_Aim of the exercise_. Exact repetition is required: output every record in full.

** start of Material for this task **

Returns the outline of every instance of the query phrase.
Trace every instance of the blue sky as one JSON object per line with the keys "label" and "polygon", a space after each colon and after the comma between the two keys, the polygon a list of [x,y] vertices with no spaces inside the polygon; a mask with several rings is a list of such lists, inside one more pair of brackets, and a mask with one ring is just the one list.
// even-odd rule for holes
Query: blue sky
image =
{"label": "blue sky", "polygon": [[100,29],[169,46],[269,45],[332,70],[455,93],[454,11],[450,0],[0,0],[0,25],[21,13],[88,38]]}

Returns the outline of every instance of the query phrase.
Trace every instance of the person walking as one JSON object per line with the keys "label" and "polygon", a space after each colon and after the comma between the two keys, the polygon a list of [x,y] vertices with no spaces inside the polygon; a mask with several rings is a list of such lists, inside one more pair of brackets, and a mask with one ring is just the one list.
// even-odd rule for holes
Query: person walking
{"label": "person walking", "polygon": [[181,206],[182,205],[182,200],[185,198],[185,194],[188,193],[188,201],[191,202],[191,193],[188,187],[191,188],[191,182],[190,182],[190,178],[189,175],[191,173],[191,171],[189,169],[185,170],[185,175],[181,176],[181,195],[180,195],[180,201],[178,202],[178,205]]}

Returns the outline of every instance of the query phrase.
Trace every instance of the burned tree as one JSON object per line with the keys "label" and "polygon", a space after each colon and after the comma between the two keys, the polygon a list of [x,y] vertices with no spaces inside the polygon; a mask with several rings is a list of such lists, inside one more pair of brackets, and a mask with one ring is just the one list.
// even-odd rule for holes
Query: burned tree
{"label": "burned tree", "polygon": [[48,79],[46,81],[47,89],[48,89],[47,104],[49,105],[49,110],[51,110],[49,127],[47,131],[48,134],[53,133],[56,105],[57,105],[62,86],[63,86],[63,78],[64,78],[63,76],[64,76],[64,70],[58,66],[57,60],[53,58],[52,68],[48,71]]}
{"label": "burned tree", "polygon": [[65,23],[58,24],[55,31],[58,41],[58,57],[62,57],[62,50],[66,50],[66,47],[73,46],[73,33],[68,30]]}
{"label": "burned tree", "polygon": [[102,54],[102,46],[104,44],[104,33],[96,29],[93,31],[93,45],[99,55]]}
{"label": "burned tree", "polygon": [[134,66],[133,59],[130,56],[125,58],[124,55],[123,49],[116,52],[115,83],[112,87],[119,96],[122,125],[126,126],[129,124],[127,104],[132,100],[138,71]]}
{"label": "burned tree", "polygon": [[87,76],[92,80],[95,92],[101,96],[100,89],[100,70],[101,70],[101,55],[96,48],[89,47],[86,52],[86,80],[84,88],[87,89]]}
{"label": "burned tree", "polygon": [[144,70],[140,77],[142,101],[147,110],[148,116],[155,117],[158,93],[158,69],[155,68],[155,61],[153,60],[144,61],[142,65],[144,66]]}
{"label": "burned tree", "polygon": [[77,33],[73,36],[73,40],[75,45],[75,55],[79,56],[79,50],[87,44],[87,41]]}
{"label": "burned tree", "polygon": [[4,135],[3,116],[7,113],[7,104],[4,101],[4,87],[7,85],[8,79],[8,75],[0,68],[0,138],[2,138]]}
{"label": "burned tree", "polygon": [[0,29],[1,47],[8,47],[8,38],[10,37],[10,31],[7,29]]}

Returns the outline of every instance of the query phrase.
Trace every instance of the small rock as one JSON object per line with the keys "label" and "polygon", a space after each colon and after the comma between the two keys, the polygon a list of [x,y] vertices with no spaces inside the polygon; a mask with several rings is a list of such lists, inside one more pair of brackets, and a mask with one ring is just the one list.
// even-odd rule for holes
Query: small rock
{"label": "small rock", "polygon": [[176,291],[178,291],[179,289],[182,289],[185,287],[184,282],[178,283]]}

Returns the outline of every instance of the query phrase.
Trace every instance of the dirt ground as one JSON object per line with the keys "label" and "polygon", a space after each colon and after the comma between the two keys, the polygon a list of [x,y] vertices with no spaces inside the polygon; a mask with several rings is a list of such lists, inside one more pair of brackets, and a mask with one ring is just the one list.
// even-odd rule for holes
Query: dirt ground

** end of Material for this task **

_Result_.
Returns the outline of every instance of the query phrase.
Trace every instance of the blue sky as one JSON object per line with the keys "label" and "polygon", a space after each colon and after the comma between the two keys, the polygon a list of [x,y] vertices with no spaces inside the polygon; a mask with several rings is a list of such lists, inside one more pair of brackets, and a mask with one ring is just the one list.
// even-odd rule for holes
Query: blue sky
image =
{"label": "blue sky", "polygon": [[100,29],[169,46],[269,45],[332,70],[455,93],[454,11],[450,0],[0,0],[0,25],[21,13],[88,38]]}

Returns the outline of every instance of the query phrase.
Trace every instance of the person walking as one JSON object per line with the keys "label" and "polygon", a space after each colon and after the comma between the two keys, the polygon a list of [x,y] vertices with no spaces inside the polygon; a mask with several rings is a list of such lists, inside one more pair of brackets, and a mask with one ring is just the one list.
// even-odd rule for holes
Query: person walking
{"label": "person walking", "polygon": [[181,206],[182,205],[182,200],[185,198],[185,194],[188,193],[188,201],[191,202],[191,193],[188,187],[191,188],[191,182],[190,182],[190,178],[189,175],[191,173],[191,171],[189,169],[185,170],[185,175],[181,176],[181,195],[180,195],[180,201],[178,202],[178,205]]}

Returns the outline of every instance of the query phrase.
Trace every instance of the burned tree as one JSON object per line with the keys "label" and "polygon", a space after each colon and after the comma between the two keys, the polygon a list of [x,y] vertices with no spaces inside the polygon; a mask with several rings is a list of such lists, inside one more pair of brackets, and a mask with one ring is just the one list.
// even-odd rule for holes
Query: burned tree
{"label": "burned tree", "polygon": [[48,79],[46,81],[47,89],[48,89],[47,104],[49,105],[49,110],[51,110],[49,127],[47,131],[48,134],[53,133],[56,105],[57,105],[62,86],[63,86],[63,78],[64,78],[63,76],[64,76],[64,70],[58,66],[57,60],[53,58],[52,68],[48,71]]}
{"label": "burned tree", "polygon": [[65,23],[58,24],[55,31],[58,41],[58,57],[62,57],[62,50],[66,50],[66,47],[73,46],[73,33],[68,30]]}
{"label": "burned tree", "polygon": [[102,54],[102,46],[104,44],[104,33],[96,29],[93,31],[93,45],[99,55]]}
{"label": "burned tree", "polygon": [[134,66],[133,59],[130,56],[125,58],[124,55],[123,49],[116,52],[115,83],[112,87],[119,96],[122,125],[126,126],[129,124],[127,104],[132,100],[138,71]]}
{"label": "burned tree", "polygon": [[87,76],[92,80],[95,92],[101,96],[100,89],[100,70],[101,70],[101,55],[96,48],[89,47],[86,52],[86,80],[84,88],[87,89]]}
{"label": "burned tree", "polygon": [[144,70],[140,77],[142,101],[147,110],[148,116],[155,117],[158,93],[158,69],[155,68],[155,61],[153,60],[144,61],[142,65],[144,66]]}
{"label": "burned tree", "polygon": [[77,33],[73,36],[73,40],[75,45],[75,55],[79,56],[79,50],[87,44],[87,41]]}
{"label": "burned tree", "polygon": [[4,135],[3,116],[7,113],[7,104],[4,101],[4,87],[7,85],[8,79],[8,75],[0,68],[0,138],[2,138]]}
{"label": "burned tree", "polygon": [[0,29],[1,47],[8,47],[8,38],[10,37],[10,31],[7,29]]}

Returns the outline of every instance of the query phrase.
Trace every instance of the small rock as one JSON object per line with the keys "label" and "polygon", a space after each colon and after the comma between the two keys, the polygon a list of [x,y] vertices with no spaces inside the polygon; a mask with several rings is a list of such lists, inside one more pair of brackets, and a mask with one ring is just the one list.
// even-odd rule for holes
Query: small rock
{"label": "small rock", "polygon": [[176,291],[178,291],[179,289],[182,289],[185,287],[184,282],[178,283]]}

Returns the outline of every instance of the query phrase.
Trace every instance of the dirt ground as one JSON object per line with the keys "label" and "polygon", a space after each colon and after the comma between the two keys, the polygon a list of [x,y] vertices with no spaces inside the polygon; a mask with several rings is a list of such lists, inside one more pair of brackets, and a mask with one ring is just the one list.
// even-odd rule for holes
Query: dirt ground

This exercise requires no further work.